◆ **What the exercise asks**
Every record has to be written out exactly, with no line missing.

◆ **Records shown**

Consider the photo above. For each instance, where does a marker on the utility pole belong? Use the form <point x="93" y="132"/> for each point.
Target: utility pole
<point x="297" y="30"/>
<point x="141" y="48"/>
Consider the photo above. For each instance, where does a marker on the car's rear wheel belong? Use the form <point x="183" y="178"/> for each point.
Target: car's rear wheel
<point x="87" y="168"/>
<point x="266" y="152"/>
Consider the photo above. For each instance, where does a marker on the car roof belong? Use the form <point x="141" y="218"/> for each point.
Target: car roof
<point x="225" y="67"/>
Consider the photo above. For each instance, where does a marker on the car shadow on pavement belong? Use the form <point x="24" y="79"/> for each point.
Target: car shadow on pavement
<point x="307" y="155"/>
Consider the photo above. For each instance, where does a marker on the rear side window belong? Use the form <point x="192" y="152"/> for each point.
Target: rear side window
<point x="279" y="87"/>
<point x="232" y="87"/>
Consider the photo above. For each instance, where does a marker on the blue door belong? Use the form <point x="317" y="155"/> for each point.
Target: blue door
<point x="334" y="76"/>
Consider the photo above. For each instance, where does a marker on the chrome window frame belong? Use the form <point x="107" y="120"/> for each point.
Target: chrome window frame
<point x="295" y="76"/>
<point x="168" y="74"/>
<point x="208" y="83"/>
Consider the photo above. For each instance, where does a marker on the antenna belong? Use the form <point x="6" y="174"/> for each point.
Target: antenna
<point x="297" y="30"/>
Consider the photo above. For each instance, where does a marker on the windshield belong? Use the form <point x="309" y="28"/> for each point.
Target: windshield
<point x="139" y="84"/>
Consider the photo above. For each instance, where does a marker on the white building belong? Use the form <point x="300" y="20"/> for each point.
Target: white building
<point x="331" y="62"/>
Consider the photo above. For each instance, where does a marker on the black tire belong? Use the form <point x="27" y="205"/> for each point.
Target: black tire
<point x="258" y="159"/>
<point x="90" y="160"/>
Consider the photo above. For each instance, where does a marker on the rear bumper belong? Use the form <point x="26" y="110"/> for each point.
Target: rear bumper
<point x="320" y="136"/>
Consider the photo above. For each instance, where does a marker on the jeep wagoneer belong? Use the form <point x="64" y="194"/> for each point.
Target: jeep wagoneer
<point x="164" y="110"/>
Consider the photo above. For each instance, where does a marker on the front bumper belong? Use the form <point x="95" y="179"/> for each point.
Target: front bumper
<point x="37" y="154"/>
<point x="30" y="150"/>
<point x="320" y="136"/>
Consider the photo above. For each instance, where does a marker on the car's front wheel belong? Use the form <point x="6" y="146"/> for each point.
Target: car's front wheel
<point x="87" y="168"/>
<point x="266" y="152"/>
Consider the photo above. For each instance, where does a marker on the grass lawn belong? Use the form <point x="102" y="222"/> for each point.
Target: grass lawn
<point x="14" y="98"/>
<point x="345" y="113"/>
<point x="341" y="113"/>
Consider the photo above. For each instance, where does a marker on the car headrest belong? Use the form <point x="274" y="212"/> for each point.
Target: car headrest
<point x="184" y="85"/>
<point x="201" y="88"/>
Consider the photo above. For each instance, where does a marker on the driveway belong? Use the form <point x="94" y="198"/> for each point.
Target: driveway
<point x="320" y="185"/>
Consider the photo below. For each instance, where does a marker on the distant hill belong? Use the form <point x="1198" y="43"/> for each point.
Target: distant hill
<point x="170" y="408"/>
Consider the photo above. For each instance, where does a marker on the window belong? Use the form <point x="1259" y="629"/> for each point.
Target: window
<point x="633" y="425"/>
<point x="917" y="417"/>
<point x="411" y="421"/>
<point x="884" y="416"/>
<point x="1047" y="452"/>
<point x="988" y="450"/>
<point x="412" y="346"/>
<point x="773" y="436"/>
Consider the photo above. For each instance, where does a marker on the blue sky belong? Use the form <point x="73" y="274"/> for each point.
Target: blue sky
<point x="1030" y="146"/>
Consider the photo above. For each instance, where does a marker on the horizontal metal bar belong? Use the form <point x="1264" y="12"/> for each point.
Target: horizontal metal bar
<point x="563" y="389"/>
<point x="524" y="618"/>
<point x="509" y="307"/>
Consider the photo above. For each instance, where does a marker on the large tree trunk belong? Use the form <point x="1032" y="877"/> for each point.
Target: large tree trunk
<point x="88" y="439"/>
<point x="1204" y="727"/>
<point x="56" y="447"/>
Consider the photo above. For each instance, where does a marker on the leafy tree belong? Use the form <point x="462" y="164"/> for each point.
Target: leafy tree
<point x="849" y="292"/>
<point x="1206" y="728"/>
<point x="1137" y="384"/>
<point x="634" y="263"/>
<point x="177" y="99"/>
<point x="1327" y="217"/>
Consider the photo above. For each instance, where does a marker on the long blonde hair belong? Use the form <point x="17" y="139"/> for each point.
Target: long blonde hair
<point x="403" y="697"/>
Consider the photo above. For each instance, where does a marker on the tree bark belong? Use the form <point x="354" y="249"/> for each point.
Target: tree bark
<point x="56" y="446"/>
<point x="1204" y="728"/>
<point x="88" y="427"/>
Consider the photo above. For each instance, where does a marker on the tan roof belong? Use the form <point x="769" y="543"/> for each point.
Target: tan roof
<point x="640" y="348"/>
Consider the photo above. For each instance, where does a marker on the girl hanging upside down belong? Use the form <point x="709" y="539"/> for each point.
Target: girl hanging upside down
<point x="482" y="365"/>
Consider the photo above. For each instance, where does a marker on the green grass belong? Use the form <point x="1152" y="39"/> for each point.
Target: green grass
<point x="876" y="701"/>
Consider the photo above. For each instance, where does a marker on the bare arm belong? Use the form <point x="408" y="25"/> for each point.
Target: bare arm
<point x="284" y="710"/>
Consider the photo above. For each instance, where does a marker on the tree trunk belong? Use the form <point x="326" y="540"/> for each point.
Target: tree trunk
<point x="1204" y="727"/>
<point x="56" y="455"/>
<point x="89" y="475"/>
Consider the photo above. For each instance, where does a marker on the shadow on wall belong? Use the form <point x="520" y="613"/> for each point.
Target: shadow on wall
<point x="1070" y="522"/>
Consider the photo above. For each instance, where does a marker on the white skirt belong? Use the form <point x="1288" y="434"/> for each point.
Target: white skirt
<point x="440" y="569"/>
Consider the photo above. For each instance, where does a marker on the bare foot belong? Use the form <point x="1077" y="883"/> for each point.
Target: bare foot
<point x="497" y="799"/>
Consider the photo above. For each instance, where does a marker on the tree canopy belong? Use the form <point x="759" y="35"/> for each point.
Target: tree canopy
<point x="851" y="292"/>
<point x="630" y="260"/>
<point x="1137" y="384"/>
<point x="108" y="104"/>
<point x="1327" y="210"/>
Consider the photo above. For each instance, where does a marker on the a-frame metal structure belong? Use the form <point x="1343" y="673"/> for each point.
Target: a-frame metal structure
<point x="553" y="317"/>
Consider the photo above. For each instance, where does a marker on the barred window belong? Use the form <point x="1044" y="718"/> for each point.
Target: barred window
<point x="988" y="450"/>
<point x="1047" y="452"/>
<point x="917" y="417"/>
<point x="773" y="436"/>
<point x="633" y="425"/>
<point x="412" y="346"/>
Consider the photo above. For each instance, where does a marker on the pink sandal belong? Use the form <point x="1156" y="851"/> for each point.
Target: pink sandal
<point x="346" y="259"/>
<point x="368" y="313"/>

◆ **Solution to the problem**
Consider the photo above. For each instance, where does a marker on the utility pole belong? Use the form <point x="93" y="132"/> for each point.
Target: utility pole
<point x="297" y="30"/>
<point x="141" y="48"/>
Consider the photo above. For each instance, where does a marker on the car's rear wheel belong? Use the form <point x="183" y="178"/> for each point.
Target: car's rear wheel
<point x="87" y="168"/>
<point x="266" y="152"/>
Consider the photo above. For each instance, where does a marker on the car roof belong? Use the form <point x="141" y="218"/> for each point.
Target: car roof
<point x="225" y="67"/>
Consider the photo above. For each instance, where does a marker on the car shadow on pavement belong? Use the form <point x="24" y="79"/> for each point.
Target: car shadow on pavement
<point x="307" y="155"/>
Consider the photo above. For each instance, where does a marker on the rear side window belong? Use the form <point x="192" y="152"/> for each point.
Target: rear side window
<point x="279" y="87"/>
<point x="232" y="87"/>
Consider the photo above. For each instance, where does a marker on the blue door belong? Use the form <point x="317" y="155"/> for each point.
Target: blue door
<point x="334" y="76"/>
Consider the photo above. For each instance, where does a marker on the chrome window frame belong? Use the form <point x="107" y="120"/> for each point.
Target: chrome window frame
<point x="295" y="76"/>
<point x="168" y="74"/>
<point x="208" y="83"/>
Consider the photo above. For each instance, where does a marker on the antenna belong? Use the form <point x="6" y="174"/> for each point.
Target: antenna
<point x="297" y="30"/>
Consider the photo above. For each instance, where does a marker on the windshield belong? Use the form <point x="309" y="28"/> for each point.
Target: windshield
<point x="139" y="84"/>
Consider the photo above. For each instance, where does a marker on the white building belong? Use the form <point x="300" y="20"/> for each point.
Target: white building
<point x="331" y="62"/>
Consider the photo above. For each instance, where does a marker on the black tire belong? Use the form <point x="27" y="205"/> for each point.
Target: black tire
<point x="258" y="159"/>
<point x="90" y="160"/>
Consider the photo above. For each instance, where does a marker on the rear bumper belong? Use the form <point x="26" y="110"/> for each point.
Target: rear bumper
<point x="320" y="136"/>
Consider the photo above. For each instance, where does a marker on the jeep wagoneer belong? Use the form <point x="64" y="194"/> for each point.
Target: jeep wagoneer
<point x="164" y="110"/>
Consider the photo above. For each instance, where does a marker on the front bumper belong? Use the form <point x="95" y="179"/> for each point.
Target: front bumper
<point x="37" y="154"/>
<point x="30" y="150"/>
<point x="320" y="136"/>
Consider the photo above. For each instance, where does a marker on the car's front wheel belong? Use the form <point x="6" y="146"/> for each point.
Target: car's front wheel
<point x="87" y="168"/>
<point x="266" y="152"/>
Consider the photo above. For each instance, where does a marker on the grass lawn belong? Use the form <point x="102" y="222"/> for each point.
Target: grass lawn
<point x="14" y="98"/>
<point x="345" y="113"/>
<point x="341" y="113"/>
Consider the photo above. For each instance, where does a marker on the car headrest belong? Use the form <point x="274" y="212"/> for each point.
Target: car headrest
<point x="184" y="85"/>
<point x="201" y="88"/>
Consider the photo above. For each instance, where does a marker on the driveway belong? Use the form <point x="94" y="198"/> for each point.
Target: driveway
<point x="320" y="185"/>
Consider the photo below. For each instance, where does a marker on the distant hill belong? Use the form <point x="1198" y="43"/> for each point.
Target: distant hill
<point x="170" y="408"/>
Consider the photo above. For each instance, where does a marker on the window belong? Use the form <point x="1259" y="629"/> for each point.
Target: window
<point x="633" y="425"/>
<point x="917" y="417"/>
<point x="411" y="421"/>
<point x="884" y="416"/>
<point x="1047" y="452"/>
<point x="988" y="450"/>
<point x="412" y="346"/>
<point x="773" y="436"/>
Consider the photo above. For each instance, where does a marker on the blue sky belong? Use the form <point x="73" y="274"/> for each point.
Target: blue sky
<point x="1030" y="146"/>
Consider the photo above. For each instance, where does a marker on the horizontal metal bar belong? Use the form <point x="1264" y="12"/> for each point.
Target: horizontal metal bar
<point x="563" y="389"/>
<point x="524" y="618"/>
<point x="509" y="307"/>
Consider the photo above. For each instance, where does a marker on the large tree trunk belong? Use the form <point x="1032" y="877"/> for each point.
Target: large tree trunk
<point x="88" y="439"/>
<point x="1204" y="727"/>
<point x="56" y="447"/>
Consider the photo above. For each instance, where does a marker on the leafy tree belong? Use the form <point x="462" y="164"/> for each point.
Target: leafy tree
<point x="849" y="292"/>
<point x="1206" y="728"/>
<point x="1137" y="384"/>
<point x="634" y="263"/>
<point x="177" y="99"/>
<point x="1327" y="217"/>
Consider the photo above. For each instance, where does a marker on the long blonde hair belong? Use the form <point x="17" y="139"/> for each point.
Target: long blonde hair
<point x="403" y="697"/>
Consider the photo above. For each instance, where does a marker on the tree bark belong? Use the form <point x="354" y="249"/> for each point.
Target: tree bark
<point x="56" y="446"/>
<point x="1204" y="728"/>
<point x="88" y="427"/>
Consider the photo above. For each instance, where does a marker on the tan roof belong? Use the form <point x="769" y="543"/> for each point.
Target: tan roof
<point x="640" y="348"/>
Consider the photo above. For each instance, where does a marker on the girl hanging upside down belong? Use the form <point x="709" y="539"/> for each point.
Target: girl hanging upside down
<point x="482" y="365"/>
Consider the photo above. For each instance, where does a marker on the green grass belong? Use the form <point x="1152" y="39"/> for each point.
Target: green grass
<point x="876" y="701"/>
Consider the photo above. For each instance, where does a marker on the bare arm belong? Use the form <point x="408" y="25"/> for each point.
Target: bare arm
<point x="284" y="710"/>
Consider the photo above. For each instance, where does a marker on the tree trunk belong? Use the form <point x="326" y="540"/> for each point.
Target: tree trunk
<point x="1204" y="727"/>
<point x="56" y="455"/>
<point x="89" y="475"/>
Consider the photo above. For each instance, where does a marker on the shadow on wall belong? Use the form <point x="520" y="613"/> for each point.
Target: shadow on wall
<point x="1070" y="522"/>
Consider the photo above. For each instance, where does a marker on the white skirt belong? Use the form <point x="1288" y="434"/> for each point.
Target: white skirt
<point x="440" y="569"/>
Consider the photo above. For each instance, where does a marker on the bare foot belong? Use the form <point x="1077" y="883"/> for each point.
Target: bare foot
<point x="497" y="799"/>
Consider the photo above. For each instance, where does a marker on the tree canopy belong? Use the form <point x="759" y="35"/> for each point.
Target: tree canopy
<point x="851" y="292"/>
<point x="630" y="260"/>
<point x="1137" y="384"/>
<point x="108" y="104"/>
<point x="1327" y="210"/>
Consider the photo above. For each instance, where does a marker on the a-frame metal structure belong? Use the form <point x="1343" y="673"/> for each point.
Target: a-frame metal structure
<point x="553" y="317"/>
Consider the photo above. For each instance, where does a marker on the barred window belong? Use the form <point x="1044" y="718"/> for each point.
Target: barred window
<point x="988" y="450"/>
<point x="1047" y="452"/>
<point x="917" y="417"/>
<point x="773" y="436"/>
<point x="633" y="425"/>
<point x="412" y="346"/>
Consider the photo above. For each instance, where does a marker on the pink sandal belong? Use the form <point x="1156" y="851"/> for each point.
Target: pink sandal
<point x="346" y="259"/>
<point x="368" y="313"/>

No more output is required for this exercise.